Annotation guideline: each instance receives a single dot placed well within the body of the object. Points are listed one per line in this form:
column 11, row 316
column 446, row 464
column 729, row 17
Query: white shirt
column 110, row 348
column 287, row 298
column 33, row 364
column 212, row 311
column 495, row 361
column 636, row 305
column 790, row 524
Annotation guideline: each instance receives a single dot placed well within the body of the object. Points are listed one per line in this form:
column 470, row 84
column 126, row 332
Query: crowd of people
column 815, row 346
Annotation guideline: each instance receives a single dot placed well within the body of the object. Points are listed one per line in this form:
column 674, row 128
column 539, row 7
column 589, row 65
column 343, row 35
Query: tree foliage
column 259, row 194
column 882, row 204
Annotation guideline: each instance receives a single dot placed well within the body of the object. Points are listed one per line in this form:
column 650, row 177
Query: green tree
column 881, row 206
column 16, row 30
---
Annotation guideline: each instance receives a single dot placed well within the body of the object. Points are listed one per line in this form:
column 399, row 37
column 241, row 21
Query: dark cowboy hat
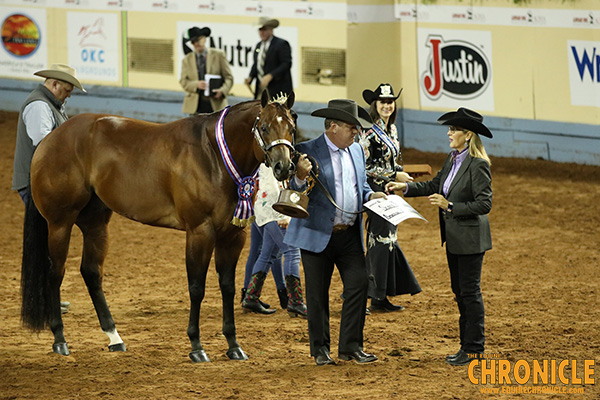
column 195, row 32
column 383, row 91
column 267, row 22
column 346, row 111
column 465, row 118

**What is needed**:
Report every line of the entries in both blocks above that contains the string "Query", copying each such line in full. Treat case as significant.

**Solution to this exercise**:
Query: white shirt
Query: crowd of people
Query: tree foliage
Query: green tree
Query: dark cowboy hat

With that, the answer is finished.